=== PASSAGE TO READ ===
For yet another year, the labour movement in T&T will be required, as a result of the global pandemic, to have a much more reserved commemoration of Labour Day.
Notwithstanding the many challenges already facing the movement, the impact the COVID-19 pandemic has no doubt forced labour into uncharted territory.
With the advocates of the “new normal” predicting a paradigm shift, it is left to workers and their organisations to ensure that they are better off in the new dispensation.
The question, though, is how will this happen?
Workers will now look to their leaders to provide the answers.
It is unfortunate that 84 years later, the events which would occur between June 19 and July 5 1937, have been reduced to an obscure holiday.
It is unlikely that Corporal Charlie King could have contemplated the sequence of events which would have been triggered by his ill-conceived attempt to serve a warrant on Tubal Uriah Butler who was, at the time, addressing a crowd of aggrieved workers in Fyzabad.
However, unlike Corporal King, who would not have had the benefit of hindsight, we have no excuse for not knowing.
Knowing is key. Understanding the nature of the changing environment is vital in shaping and adapting to change. This is the first role of the movement.
=== DATA FOR ANALYSIS ===
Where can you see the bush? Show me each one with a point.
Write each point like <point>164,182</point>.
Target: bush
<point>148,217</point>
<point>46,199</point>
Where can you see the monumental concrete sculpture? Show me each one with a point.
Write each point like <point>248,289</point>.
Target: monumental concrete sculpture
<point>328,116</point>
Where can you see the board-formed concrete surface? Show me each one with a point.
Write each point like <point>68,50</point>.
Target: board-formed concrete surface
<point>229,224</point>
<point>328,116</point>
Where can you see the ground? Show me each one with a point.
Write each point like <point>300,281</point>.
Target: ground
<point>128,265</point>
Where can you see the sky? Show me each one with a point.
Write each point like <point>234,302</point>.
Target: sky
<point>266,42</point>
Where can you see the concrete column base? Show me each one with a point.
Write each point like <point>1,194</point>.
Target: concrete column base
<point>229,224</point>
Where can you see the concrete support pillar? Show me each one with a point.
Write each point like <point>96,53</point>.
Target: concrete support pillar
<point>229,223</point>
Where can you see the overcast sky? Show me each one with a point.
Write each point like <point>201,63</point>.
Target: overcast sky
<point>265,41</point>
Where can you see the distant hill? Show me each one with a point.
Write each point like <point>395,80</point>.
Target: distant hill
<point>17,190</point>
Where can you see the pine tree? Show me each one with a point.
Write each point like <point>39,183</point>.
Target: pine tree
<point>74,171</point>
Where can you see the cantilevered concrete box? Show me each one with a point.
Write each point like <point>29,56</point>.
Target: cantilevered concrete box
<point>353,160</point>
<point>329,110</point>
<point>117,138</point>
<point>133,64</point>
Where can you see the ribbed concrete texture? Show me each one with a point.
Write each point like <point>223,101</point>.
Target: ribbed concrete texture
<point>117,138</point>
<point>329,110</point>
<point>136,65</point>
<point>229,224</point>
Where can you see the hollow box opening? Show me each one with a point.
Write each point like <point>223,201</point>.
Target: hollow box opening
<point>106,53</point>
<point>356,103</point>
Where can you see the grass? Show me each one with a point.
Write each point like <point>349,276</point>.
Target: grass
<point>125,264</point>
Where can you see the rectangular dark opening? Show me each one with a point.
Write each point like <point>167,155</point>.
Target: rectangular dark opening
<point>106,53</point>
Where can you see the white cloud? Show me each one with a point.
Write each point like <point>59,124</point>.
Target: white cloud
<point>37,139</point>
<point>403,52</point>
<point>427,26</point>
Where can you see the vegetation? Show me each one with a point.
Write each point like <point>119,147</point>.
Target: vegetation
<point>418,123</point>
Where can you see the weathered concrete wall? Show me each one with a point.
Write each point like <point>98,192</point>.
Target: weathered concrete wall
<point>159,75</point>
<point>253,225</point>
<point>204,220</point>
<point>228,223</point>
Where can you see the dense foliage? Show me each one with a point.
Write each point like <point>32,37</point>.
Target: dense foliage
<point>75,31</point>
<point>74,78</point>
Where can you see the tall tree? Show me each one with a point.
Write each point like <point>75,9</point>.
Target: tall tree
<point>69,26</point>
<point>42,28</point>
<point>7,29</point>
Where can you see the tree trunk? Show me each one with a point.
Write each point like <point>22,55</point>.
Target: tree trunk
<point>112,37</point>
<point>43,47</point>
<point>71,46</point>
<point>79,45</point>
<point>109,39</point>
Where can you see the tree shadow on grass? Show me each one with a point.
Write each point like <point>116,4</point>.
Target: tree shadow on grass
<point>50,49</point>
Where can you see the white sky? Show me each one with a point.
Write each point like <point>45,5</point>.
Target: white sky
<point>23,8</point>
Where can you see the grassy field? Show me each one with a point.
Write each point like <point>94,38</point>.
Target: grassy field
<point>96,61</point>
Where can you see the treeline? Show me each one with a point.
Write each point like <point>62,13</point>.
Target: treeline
===
* EXERCISE REQUIREMENTS
Copy out each sentence of the Labour Day text above that contains the word "workers," capitalized or not.

* EXPECTED ANSWER
With the advocates of the "new normal" predicting a paradigm shift, it is left to workers and their organisations to ensure that they are better off in the new dispensation.
Workers will now look to their leaders to provide the answers.
It is unlikely that Corporal Charlie King could have contemplated the sequence of events which would have been triggered by his ill-conceived attempt to serve a warrant on Tubal Uriah Butler who was, at the time, addressing a crowd of aggrieved workers in Fyzabad.